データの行
************
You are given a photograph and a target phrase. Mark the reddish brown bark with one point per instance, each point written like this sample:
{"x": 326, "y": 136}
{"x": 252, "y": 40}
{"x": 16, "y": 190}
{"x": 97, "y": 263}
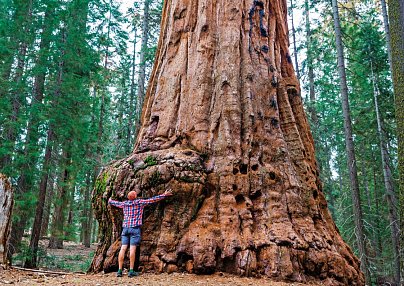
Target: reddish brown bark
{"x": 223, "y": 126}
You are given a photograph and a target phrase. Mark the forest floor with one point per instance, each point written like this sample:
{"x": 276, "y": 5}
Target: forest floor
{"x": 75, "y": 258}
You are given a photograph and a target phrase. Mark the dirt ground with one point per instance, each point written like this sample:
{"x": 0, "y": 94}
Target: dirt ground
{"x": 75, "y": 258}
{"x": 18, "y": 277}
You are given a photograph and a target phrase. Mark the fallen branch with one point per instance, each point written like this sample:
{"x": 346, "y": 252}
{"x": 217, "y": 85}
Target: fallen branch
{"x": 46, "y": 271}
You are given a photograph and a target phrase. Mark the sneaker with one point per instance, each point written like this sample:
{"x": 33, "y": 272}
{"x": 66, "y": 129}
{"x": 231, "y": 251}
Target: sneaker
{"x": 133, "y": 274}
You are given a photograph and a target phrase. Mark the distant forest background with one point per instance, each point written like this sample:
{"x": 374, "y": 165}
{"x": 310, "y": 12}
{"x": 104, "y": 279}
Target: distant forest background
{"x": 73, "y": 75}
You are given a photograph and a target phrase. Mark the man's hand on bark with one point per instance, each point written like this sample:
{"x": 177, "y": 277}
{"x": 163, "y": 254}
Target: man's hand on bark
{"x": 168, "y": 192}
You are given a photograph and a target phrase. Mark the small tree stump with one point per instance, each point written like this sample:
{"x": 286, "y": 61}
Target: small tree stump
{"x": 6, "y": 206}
************
▶ **作業内容**:
上記の項目のすべての行を、1行を1つの文字列とするJSONのリストに書き換えてください。空行は省き、画像は解答に含めないでください。

▶ **解答**:
[
  "You are given a photograph and a target phrase. Mark the reddish brown bark with one point per instance, each point written like this sample:",
  "{\"x\": 326, \"y\": 136}",
  "{\"x\": 252, \"y\": 40}",
  "{\"x\": 16, \"y\": 190}",
  "{\"x\": 97, \"y\": 263}",
  "Target: reddish brown bark",
  "{\"x\": 223, \"y\": 126}",
  "You are given a photograph and a target phrase. Mark the forest floor with one point per instance, each point written like this sample:",
  "{\"x\": 276, \"y\": 5}",
  "Target: forest floor",
  "{\"x\": 75, \"y\": 258}",
  "You are given a photograph and a target phrase. Mark the dirt ground with one point per instance, each point written like this sample:",
  "{\"x\": 0, \"y\": 94}",
  "Target: dirt ground",
  "{\"x\": 75, \"y\": 258}",
  "{\"x\": 18, \"y\": 277}",
  "You are given a photograph and a target phrase. Mark the fallen branch with one point per instance, each point written like this sample:",
  "{\"x\": 346, \"y\": 252}",
  "{\"x\": 217, \"y\": 85}",
  "Target: fallen branch",
  "{\"x\": 46, \"y\": 271}",
  "You are given a photograph and a target phrase. Mark the sneaker with one point per instance, each point written like this sample:",
  "{\"x\": 33, \"y\": 272}",
  "{\"x\": 66, \"y\": 129}",
  "{\"x\": 231, \"y\": 251}",
  "Target: sneaker",
  "{\"x\": 133, \"y\": 274}",
  "You are given a photograph and a target phrase. Mark the distant forest background with one point per instance, each point written like this sample:",
  "{\"x\": 374, \"y\": 165}",
  "{\"x\": 310, \"y\": 12}",
  "{\"x\": 104, \"y\": 279}",
  "Target: distant forest background",
  "{\"x\": 73, \"y\": 75}",
  "You are given a photograph and a target phrase. Mark the man's hand on bark with one point per instance, each point written like this sample:",
  "{\"x\": 177, \"y\": 277}",
  "{\"x\": 163, \"y\": 254}",
  "Target: man's hand on bark",
  "{\"x\": 168, \"y\": 192}",
  "You are given a photograph and a target phrase. Mark the small tree stump with one point per instance, each point written like this sample:",
  "{\"x\": 286, \"y\": 61}",
  "Target: small tree stump",
  "{\"x\": 6, \"y\": 206}"
]